╭─ EXTRACT PROVIDED
I have to agree with Gregor about the alien/android thing. I wondered
why in the world are we here? Perhaps we should have been left in
the ice, as chilling an ending as it may have been (pun sadly intended
). But by that time i was almost beyond caring and it raised too
many unanswered questions that may not even be worth wondering about.
(7/25/01 5:36:38 am)
| Re: AI (BIG SPOILER!)|
I made the mistake of going to see the movie as a distraction after receiving news that my grandmother had died. Wow. Sure wasn't the feel-good movie of the year. I was expecting "Disney's Pinnochio meets E.T."
I thought that some of the elements of the film were absolutely spectacular. The FleshFest, for example. And I loved Jude Law's character (and not just because he looked so yummy in that leather trench coat).
╰─
╭─ DATA FOR THE TASK
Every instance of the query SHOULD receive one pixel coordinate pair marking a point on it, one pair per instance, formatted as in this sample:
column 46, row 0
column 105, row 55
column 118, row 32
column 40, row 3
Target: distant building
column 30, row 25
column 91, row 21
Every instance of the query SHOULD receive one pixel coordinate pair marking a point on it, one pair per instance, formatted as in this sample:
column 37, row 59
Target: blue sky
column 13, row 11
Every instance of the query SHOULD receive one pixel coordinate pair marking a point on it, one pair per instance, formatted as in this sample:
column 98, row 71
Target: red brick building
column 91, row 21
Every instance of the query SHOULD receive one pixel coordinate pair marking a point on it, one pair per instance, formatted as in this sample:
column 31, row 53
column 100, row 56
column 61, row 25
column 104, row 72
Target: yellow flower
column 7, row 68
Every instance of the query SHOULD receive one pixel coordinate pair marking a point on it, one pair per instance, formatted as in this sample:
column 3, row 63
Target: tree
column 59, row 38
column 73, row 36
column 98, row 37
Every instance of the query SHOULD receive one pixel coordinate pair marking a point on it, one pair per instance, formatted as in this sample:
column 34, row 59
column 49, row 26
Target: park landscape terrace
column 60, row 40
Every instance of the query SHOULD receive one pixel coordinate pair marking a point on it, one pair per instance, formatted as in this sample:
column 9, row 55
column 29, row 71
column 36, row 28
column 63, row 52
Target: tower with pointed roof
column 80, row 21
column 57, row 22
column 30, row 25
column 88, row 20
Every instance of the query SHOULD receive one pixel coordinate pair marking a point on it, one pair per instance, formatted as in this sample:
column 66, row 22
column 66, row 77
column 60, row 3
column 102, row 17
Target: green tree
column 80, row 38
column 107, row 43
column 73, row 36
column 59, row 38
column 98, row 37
╰─
◆ REQUIRED TASKS
1 > How many lines in the records contain the string "Target"? Case counts. Give only the number.
2 > Carry on the forum discussion of the movie AI, starting after its last sentence.

◆ ANSWERS IN ORDER
1 > 8

2 >
I do think that the Pinnochio allegory would have been more effective if it had been insinuated rather than directly stated. Having him actually read Pinnochio and say "Hey! He's just like me!" and then go hunting for the Blue Fairy was a bit heavy-handed. I liked the more subtle fairy tale references, like being abandoned in the woods.
And the ending was just outta nowhere. Where did those silly X-Files aliens come from?! Why do we care? And I agree, the lengthy explanation about why they could only resurrect David's mom for one day was too much. The ending dragged on for so long that I just didn't give a cr*ap by the time I got to leave. It seemed detached from the rest of the story, and totally extraneous.
But Jude Law was great.
(7/25/01 10:21:36 pm)
| AI (*Spoilers*)|
And the ending was just outta nowhere. Where did those silly X-Files aliens come from?! Why do we care?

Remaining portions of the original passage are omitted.